* Task to carry out *
Would you find each line in the entries below with the string "tower" and copy it?

* Data for review *
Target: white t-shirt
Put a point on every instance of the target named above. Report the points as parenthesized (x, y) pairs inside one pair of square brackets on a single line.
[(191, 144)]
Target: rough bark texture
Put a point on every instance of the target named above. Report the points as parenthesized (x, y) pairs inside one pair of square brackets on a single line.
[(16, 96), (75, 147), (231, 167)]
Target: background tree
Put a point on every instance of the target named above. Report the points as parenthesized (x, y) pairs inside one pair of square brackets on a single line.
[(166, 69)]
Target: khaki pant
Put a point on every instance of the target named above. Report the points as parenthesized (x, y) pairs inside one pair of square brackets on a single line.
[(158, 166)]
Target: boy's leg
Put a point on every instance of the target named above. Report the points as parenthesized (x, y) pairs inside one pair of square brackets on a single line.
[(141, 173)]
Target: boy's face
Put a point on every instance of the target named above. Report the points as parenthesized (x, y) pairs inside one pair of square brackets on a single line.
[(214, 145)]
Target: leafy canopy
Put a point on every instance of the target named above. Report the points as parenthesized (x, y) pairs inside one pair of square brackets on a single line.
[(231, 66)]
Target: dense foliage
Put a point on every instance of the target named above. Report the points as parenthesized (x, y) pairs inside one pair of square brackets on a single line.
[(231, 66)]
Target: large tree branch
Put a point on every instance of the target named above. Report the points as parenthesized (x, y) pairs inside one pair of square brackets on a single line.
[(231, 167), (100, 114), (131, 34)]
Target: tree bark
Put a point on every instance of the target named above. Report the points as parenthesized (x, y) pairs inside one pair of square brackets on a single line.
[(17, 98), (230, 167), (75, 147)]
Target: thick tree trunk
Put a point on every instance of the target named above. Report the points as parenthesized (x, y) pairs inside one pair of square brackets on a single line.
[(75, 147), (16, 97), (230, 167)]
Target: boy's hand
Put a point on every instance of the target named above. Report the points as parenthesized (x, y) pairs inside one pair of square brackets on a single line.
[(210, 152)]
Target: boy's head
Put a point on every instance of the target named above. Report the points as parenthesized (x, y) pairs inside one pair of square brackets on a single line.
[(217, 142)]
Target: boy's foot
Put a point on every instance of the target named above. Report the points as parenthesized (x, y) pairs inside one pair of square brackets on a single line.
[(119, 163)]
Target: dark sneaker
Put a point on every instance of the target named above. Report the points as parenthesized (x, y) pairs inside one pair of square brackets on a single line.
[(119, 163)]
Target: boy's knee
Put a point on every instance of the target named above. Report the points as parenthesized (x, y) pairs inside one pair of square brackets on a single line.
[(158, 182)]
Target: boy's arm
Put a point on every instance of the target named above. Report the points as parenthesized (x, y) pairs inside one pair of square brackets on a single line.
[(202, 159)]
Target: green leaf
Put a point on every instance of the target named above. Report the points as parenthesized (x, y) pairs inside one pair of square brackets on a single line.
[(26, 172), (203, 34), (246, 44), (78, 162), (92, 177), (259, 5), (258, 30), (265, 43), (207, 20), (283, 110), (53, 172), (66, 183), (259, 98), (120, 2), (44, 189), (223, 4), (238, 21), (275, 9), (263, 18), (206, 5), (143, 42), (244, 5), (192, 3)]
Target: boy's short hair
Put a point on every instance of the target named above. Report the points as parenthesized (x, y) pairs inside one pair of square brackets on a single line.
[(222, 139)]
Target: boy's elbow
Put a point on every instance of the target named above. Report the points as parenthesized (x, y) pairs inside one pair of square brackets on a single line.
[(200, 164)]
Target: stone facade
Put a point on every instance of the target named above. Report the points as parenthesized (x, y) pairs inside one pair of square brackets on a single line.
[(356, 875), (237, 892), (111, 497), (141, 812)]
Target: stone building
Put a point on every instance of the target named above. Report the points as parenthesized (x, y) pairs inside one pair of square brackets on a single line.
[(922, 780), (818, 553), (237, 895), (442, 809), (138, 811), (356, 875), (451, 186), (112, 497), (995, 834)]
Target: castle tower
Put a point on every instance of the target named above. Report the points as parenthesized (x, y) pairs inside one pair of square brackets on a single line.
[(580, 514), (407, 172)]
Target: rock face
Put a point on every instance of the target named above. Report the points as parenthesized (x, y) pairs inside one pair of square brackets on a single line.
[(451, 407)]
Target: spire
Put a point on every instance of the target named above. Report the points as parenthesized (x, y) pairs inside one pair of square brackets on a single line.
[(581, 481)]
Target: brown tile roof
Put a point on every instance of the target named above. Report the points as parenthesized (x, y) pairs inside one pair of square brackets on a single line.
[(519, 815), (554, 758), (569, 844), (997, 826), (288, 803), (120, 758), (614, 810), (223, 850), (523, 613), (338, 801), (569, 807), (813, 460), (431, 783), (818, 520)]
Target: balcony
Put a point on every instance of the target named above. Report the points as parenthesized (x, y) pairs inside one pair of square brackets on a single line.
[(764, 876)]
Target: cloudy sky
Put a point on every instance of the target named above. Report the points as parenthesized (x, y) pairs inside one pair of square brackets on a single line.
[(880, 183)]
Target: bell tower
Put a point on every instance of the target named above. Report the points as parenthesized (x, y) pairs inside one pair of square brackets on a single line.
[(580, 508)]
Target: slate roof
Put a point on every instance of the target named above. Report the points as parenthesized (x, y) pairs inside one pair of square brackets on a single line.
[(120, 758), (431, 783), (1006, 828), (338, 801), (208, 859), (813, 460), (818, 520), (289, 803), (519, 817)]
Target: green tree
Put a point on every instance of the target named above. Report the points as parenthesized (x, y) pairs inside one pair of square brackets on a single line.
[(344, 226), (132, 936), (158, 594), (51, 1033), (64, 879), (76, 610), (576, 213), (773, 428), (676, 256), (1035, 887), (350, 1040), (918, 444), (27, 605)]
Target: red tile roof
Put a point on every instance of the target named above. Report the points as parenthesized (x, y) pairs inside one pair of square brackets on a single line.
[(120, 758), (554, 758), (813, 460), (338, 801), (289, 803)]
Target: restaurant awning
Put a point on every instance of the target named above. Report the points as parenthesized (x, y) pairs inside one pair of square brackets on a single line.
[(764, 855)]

* The answer *
Target: castle tower
Target: bell tower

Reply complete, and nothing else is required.